## Text segment

'''

Currently on my bedroom wall…

  • Set goals and stick to them

With no clear idea of how you want to improve your physique and fitness, progress is tricky. Try making a four-week plan with weekly goals of upping your treadmill time, weight on the squat bar, and so on. Mark your progress as you work through the month. It’s a million times easier to stay motivated and focused when you can see yourself changing and developing!

HIT IT BITCHES!

  • Plan your workouts

Instead of just hopping over to the gym and doing whatever, plan your workout before you get there. Make sure you diversify your activities and keep moving from exercise to exercise – you don’t have to be at the gym for hours, an hour or even 45 minutes of hard work is much more realistic and better for you than 2 hours of moving like a snail!

Don’t do it for the people you love, do it for the people you hate!

  • Switch it up

If you go to the gym and do the same workout every single day, chances are, you’re going to get extremely bored – and stop seeing results after about a week. Thanks to THE WORLD WIDE WEB, finding new exercises and workouts online is easier than ever. Get on Instagram and check out some of the fitness pages – check out videos of exercises you’d like to try, and don’t be shy! (Have an instructor show you if you’re not sure…don’t hurt yourself!) Everyone at the gym is there to do the same thing, so don’t be embarrassed. Better to feel a bit awkward at the gym than super embarrassed to take your clothes off on the beach! Make sure you try and check out workouts from people whose bodies you admire as well – no point copying Arnold Schwarzenegger’s moves if you don’t want to look like him!

'''

## Exercise
Carry on the gym tips post from its last sentence, in the same voice.

## Recorded data

'''

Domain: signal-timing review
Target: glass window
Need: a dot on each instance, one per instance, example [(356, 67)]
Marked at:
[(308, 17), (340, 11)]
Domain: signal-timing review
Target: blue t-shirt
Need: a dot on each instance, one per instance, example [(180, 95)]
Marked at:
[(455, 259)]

'''
'''

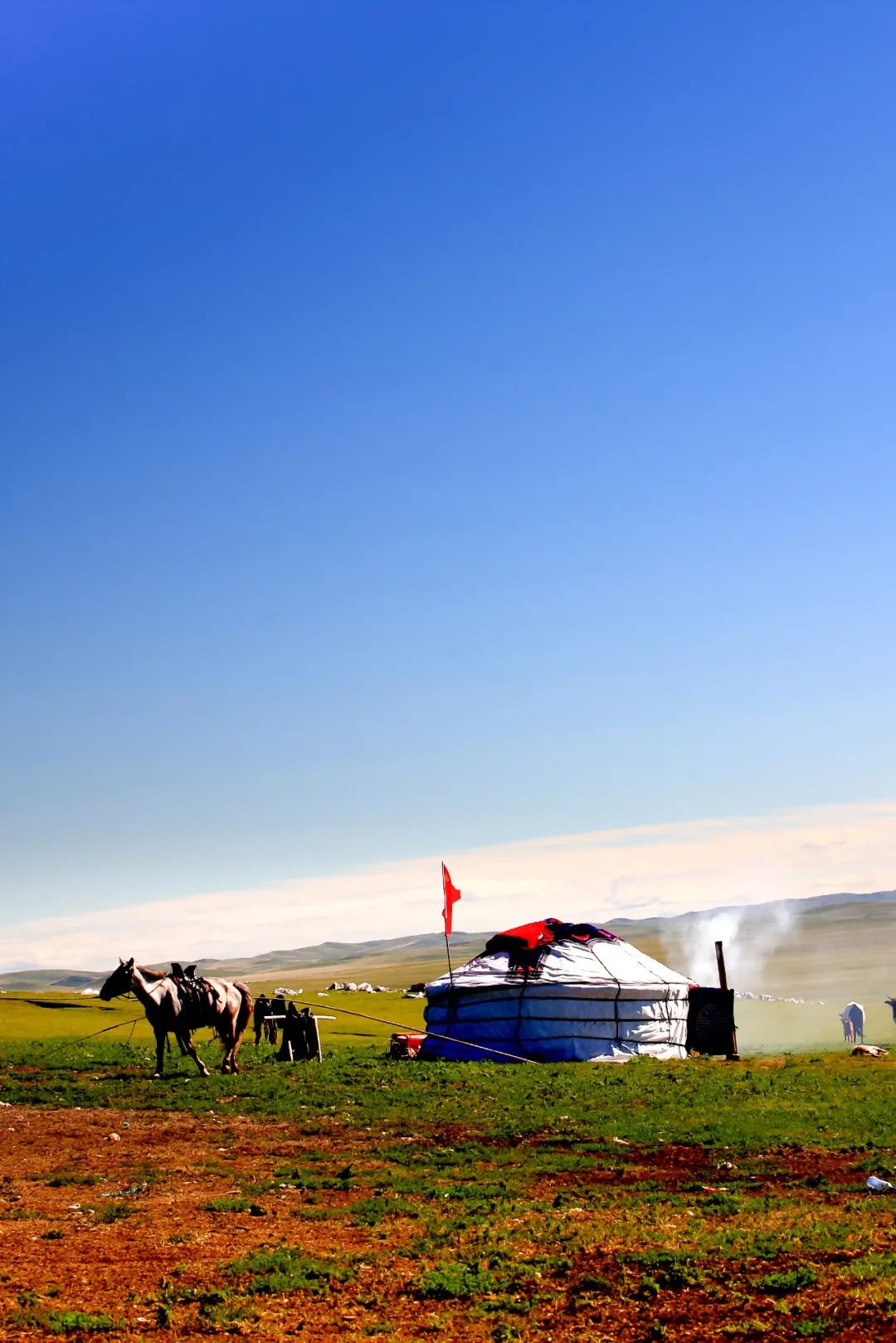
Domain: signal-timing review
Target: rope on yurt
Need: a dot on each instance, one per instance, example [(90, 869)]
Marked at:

'''

## Written answer
YES IZA

  • Make an inspiration board

I’m not ashamed to say that the wall above my desk is literally covered in photos of hot girls whose bodies I would totally not mind having. Although it’s important to love your own body and accept that you will never look like Beyonce, it doesn’t hurt to have a little motivation to keep you going. When I first started working out, I literally had the Victoria’s Secret catalogue stuck to my fridge, and it seriously works! When you’re opening the fridge for a late night snack, nothing puts you off quite like staring at Candice Swanepoels abs. Abs over alcohol!

  • Go to new places to work out

If you haven’t got a new gym membership, try moving one of your workouts outdoors (if you can bear the cold for the first few minutes, it’s pretty refreshing), or going to a new class – check my previous post on the best workout classes in London for ideas. Nothing wakes up your body quite like starting a totally new activity!

  • Give dry January a try

If alcohol is a regular and important fixture in your life, try and cut it out for a month. I work out fifty million times better when I haven’t been drinking for a while, just because – aside from the shitload of sugar and empty calories, plus the post drinking carb binge – my body is that much less tired and I feel a lot fresher and more energetic from getting it out of my system. You’re not going to be so up for a 7am workout if you’ve been knocking back the Pinot the night before, no matter how much water you had afterwards!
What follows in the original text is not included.